◆ **OBJECTIF**: D'après la page, quelle lecture a provoqué le premier déclic littéraire ?

◆ **PAGE**:

===============

Plus tard, vint la folie des BD : de Gotlib à Marvel.


Et puis l’adolescence… pendant cette période, mes hormones me forcèrent à oublier la lecture, en dehors des magazines d’actualité, de l'Equipe et de Rock’n Folk. Mais la critique musicale est heureusement lieu de refuge de l’exigence littéraire. Et il arrive souvent aux commentateurs sportifs de se lâcher.


 

De temps en temps, je feuilletais encore les ouvrages de la  bibliothèque familiale A quatorze ans, je n’avais aucune culture littéraire classique, mais je savais expliquer les théories de Charles Fourier, de Proudhon, et je savais qui étaient les « Tupamaros ».


 

J’étais en Seconde quand le premier déclic survint : la lecture du Grand Meaulnes. Je garde  le sentiment d’avoir goûté à la puissance onirique de la littérature. Et le désir d’y retoucher ne m’a jamais quitté.


 

Puis je fus reçu dans une hypokhâgne de province. La principale tâche était de lire, à foison. Et depuis lors, je n’ai plus vécu sans avoir un livre ouvert. Quand je finis un livre le soir, je le range, et lis une page du suivant avant de me coucher. Pour ne pas interrompre le fil de cette "vie parallèle" qui s’offre à moi.

===============

◆ **SECTION DONNÉES**:
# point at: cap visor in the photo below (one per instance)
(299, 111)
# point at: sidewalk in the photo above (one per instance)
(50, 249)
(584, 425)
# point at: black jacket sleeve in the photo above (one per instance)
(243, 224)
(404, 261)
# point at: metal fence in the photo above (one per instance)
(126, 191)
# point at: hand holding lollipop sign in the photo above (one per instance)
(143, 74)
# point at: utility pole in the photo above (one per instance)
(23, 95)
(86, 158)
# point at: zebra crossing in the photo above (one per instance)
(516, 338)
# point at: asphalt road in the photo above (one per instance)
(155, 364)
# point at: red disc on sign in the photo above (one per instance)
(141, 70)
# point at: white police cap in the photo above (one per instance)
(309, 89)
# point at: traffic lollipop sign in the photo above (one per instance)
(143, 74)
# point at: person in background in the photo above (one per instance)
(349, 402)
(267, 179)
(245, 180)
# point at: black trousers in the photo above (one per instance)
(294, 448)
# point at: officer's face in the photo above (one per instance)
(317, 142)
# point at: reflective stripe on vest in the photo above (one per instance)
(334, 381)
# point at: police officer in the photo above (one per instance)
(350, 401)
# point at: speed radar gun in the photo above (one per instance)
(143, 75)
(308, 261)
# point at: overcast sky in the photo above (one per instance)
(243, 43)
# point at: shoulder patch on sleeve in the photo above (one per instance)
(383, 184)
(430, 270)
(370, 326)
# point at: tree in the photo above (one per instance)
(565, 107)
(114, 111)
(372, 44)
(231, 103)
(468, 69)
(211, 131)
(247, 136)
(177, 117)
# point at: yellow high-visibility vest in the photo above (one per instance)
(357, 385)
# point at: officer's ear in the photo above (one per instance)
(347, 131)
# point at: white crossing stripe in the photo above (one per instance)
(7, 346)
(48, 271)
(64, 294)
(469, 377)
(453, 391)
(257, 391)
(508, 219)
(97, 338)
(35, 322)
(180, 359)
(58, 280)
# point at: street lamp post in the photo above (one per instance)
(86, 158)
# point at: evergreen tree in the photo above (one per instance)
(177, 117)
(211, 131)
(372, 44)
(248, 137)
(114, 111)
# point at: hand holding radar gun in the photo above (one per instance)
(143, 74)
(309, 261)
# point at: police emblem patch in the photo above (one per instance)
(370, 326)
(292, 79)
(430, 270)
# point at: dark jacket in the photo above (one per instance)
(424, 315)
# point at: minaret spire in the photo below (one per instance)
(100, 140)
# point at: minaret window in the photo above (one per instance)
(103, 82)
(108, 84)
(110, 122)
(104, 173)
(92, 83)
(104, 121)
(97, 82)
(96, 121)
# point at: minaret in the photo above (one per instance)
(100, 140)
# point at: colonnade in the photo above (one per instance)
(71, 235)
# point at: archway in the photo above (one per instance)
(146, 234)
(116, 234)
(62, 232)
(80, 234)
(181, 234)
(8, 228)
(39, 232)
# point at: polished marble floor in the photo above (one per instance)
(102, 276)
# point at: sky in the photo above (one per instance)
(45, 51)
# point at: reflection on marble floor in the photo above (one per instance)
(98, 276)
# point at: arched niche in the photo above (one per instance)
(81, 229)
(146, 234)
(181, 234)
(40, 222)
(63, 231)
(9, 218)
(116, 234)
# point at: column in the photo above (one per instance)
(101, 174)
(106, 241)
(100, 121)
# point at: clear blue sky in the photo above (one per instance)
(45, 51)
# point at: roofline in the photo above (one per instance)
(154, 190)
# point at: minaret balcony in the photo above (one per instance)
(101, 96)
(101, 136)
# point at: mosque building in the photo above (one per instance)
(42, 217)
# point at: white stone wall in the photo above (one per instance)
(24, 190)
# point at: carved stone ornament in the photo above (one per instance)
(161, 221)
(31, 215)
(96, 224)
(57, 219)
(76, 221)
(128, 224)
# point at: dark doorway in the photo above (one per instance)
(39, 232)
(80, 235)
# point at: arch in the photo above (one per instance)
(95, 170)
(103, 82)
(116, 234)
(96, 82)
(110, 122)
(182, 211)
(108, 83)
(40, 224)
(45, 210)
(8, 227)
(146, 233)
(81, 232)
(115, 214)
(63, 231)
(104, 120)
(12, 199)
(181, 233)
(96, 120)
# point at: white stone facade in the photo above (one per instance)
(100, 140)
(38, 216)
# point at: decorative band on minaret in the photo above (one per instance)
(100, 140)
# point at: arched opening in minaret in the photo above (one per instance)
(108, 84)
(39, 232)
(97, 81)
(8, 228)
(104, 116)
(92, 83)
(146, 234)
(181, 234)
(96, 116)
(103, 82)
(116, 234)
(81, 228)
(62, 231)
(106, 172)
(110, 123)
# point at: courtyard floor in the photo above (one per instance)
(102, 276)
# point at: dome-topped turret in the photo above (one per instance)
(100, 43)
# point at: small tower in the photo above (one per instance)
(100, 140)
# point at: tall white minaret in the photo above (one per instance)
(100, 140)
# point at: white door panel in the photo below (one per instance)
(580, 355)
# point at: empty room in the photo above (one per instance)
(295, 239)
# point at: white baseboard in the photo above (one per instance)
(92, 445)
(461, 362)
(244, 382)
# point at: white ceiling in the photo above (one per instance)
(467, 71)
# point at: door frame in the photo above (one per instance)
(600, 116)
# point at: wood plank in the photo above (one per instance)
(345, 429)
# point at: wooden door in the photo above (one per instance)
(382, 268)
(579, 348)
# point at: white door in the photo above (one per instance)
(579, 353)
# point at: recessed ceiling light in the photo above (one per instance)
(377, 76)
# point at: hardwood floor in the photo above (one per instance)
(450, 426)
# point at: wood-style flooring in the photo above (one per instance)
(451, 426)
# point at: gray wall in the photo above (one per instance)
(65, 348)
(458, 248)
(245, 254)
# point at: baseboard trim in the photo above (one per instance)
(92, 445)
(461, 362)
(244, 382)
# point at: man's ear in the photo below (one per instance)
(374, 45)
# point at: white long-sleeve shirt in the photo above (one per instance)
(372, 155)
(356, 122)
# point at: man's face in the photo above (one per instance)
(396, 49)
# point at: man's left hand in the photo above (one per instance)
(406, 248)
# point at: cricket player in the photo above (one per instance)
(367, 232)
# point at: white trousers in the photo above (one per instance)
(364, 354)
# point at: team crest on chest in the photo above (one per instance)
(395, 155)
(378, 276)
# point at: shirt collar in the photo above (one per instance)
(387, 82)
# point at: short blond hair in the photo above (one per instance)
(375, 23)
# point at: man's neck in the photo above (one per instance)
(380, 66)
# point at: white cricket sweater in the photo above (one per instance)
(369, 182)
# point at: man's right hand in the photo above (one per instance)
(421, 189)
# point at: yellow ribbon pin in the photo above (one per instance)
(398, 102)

===============

◆ **SOLUTION**: La lecture du Grand Meaulnes.